## Short exercise
Without omitting anything, retype the data that follows.

Records excerpted from a collection:
──────

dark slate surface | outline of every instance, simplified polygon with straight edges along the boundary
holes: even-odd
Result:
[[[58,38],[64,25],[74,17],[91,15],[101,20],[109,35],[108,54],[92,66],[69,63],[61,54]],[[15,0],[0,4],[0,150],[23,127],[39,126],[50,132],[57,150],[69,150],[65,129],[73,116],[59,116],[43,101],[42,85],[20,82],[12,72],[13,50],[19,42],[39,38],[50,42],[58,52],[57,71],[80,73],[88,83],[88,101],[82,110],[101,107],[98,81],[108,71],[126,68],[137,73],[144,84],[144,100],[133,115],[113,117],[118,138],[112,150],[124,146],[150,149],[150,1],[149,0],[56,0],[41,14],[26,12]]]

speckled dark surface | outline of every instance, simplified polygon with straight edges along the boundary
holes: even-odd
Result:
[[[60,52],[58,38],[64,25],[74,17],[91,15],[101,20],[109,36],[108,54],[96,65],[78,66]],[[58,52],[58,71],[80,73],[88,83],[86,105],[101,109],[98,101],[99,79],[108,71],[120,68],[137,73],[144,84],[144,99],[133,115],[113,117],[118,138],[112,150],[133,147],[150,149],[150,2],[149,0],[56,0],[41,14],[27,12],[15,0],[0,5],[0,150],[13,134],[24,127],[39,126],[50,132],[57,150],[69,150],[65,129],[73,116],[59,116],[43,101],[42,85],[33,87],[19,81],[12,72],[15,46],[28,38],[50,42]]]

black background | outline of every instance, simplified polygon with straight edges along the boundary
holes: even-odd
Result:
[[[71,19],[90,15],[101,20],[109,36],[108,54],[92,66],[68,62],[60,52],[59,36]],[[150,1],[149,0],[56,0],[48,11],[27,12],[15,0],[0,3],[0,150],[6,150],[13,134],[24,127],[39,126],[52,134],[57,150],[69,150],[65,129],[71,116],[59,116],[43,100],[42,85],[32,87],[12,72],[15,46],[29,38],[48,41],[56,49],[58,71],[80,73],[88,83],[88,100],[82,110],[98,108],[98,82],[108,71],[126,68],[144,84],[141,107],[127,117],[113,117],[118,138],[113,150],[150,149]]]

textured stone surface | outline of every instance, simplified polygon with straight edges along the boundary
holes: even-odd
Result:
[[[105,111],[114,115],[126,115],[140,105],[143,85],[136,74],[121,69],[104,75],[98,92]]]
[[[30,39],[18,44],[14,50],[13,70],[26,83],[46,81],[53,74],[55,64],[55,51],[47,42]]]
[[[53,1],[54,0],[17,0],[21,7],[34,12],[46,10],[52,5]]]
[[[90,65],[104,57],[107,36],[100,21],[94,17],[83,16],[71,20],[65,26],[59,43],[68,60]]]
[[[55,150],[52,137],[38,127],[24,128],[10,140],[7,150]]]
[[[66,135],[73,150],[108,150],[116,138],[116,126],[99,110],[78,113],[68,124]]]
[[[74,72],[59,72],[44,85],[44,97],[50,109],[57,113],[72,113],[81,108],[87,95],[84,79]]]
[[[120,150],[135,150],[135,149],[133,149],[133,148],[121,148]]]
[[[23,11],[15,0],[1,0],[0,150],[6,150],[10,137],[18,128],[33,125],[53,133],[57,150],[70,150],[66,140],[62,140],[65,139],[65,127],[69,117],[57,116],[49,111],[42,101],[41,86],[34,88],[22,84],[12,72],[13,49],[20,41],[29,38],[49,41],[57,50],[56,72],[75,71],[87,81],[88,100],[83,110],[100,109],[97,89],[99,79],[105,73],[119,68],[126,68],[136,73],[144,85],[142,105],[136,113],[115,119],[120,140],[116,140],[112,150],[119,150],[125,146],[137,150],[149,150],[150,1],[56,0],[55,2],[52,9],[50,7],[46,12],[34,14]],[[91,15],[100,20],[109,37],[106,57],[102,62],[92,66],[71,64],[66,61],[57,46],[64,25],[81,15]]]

──────

## Result
dark slate surface | outline of every instance, simplified polygon with straight edges along the boundary
holes: even-odd
Result:
[[[58,38],[64,25],[74,17],[91,15],[101,20],[109,35],[108,54],[92,66],[69,63],[61,54]],[[15,0],[0,4],[0,150],[23,127],[39,126],[50,132],[57,150],[69,150],[65,129],[73,116],[59,116],[43,101],[42,85],[20,82],[12,72],[13,50],[19,42],[39,38],[50,42],[58,52],[57,71],[80,73],[88,83],[88,101],[82,110],[101,107],[98,81],[108,71],[126,68],[137,73],[144,84],[144,100],[133,115],[113,117],[118,138],[112,150],[124,146],[150,149],[150,1],[149,0],[56,0],[41,14],[26,12]]]

speckled dark surface | outline of every instance, simplified polygon with straight edges along the boundary
holes: even-odd
Result:
[[[60,52],[58,38],[64,25],[74,17],[91,15],[101,20],[109,36],[108,54],[96,65],[78,66]],[[58,52],[58,71],[80,73],[88,83],[86,105],[101,109],[98,101],[99,79],[108,71],[120,68],[137,73],[144,84],[144,99],[133,115],[113,117],[118,138],[112,150],[133,147],[150,149],[150,2],[149,0],[56,0],[41,14],[27,12],[15,0],[0,5],[0,150],[13,134],[24,127],[39,126],[50,132],[57,150],[69,150],[65,129],[73,116],[59,116],[43,101],[42,85],[33,87],[19,81],[12,72],[15,46],[28,38],[50,42]]]

black background | outline of every instance, simplified polygon with straight edges along the boundary
holes: even-odd
Result:
[[[71,19],[90,15],[101,20],[109,36],[108,54],[92,66],[68,62],[60,52],[59,36]],[[150,1],[149,0],[56,0],[48,11],[27,12],[15,0],[0,3],[0,150],[6,150],[13,134],[24,127],[39,126],[52,134],[57,150],[69,150],[65,129],[71,116],[59,116],[43,100],[42,85],[32,87],[12,72],[15,46],[29,38],[48,41],[56,49],[58,71],[80,73],[88,83],[88,100],[82,110],[98,108],[98,82],[108,71],[126,68],[144,84],[141,107],[127,117],[113,117],[118,138],[113,150],[150,149]]]

textured stone surface | outline of every instance, simplified polygon with straight edges along the boundary
holes: even-odd
Result:
[[[105,111],[114,115],[126,115],[140,105],[143,85],[136,74],[121,69],[104,75],[98,92]]]
[[[30,39],[18,44],[14,50],[13,70],[26,83],[46,81],[53,74],[55,64],[55,51],[47,42]]]
[[[53,1],[54,0],[17,0],[21,7],[34,12],[46,10],[52,5]]]
[[[90,65],[104,57],[107,36],[100,21],[94,17],[83,16],[71,20],[65,26],[59,43],[68,60]]]
[[[55,150],[52,137],[38,127],[24,128],[10,140],[7,150]]]
[[[66,135],[73,150],[108,150],[116,138],[116,126],[99,110],[78,113],[68,124]]]
[[[74,72],[59,72],[44,85],[44,97],[50,109],[57,113],[72,113],[81,108],[87,95],[84,79]]]
[[[120,150],[135,150],[135,149],[133,149],[133,148],[121,148]]]
[[[23,11],[15,0],[1,0],[0,150],[6,150],[10,137],[18,128],[33,125],[53,133],[57,150],[70,150],[66,140],[62,140],[65,139],[65,127],[69,117],[57,116],[49,111],[42,101],[41,86],[34,88],[22,84],[12,72],[13,49],[20,41],[29,38],[49,41],[57,50],[56,72],[75,71],[87,81],[88,100],[83,110],[100,109],[97,89],[99,79],[105,73],[119,68],[126,68],[136,73],[144,85],[142,105],[136,113],[115,119],[120,140],[116,140],[112,150],[119,150],[125,146],[137,150],[149,150],[150,1],[56,0],[55,2],[52,9],[50,7],[46,12],[34,14]],[[91,15],[100,20],[109,37],[106,57],[102,62],[92,66],[71,64],[66,61],[57,46],[64,25],[81,15]]]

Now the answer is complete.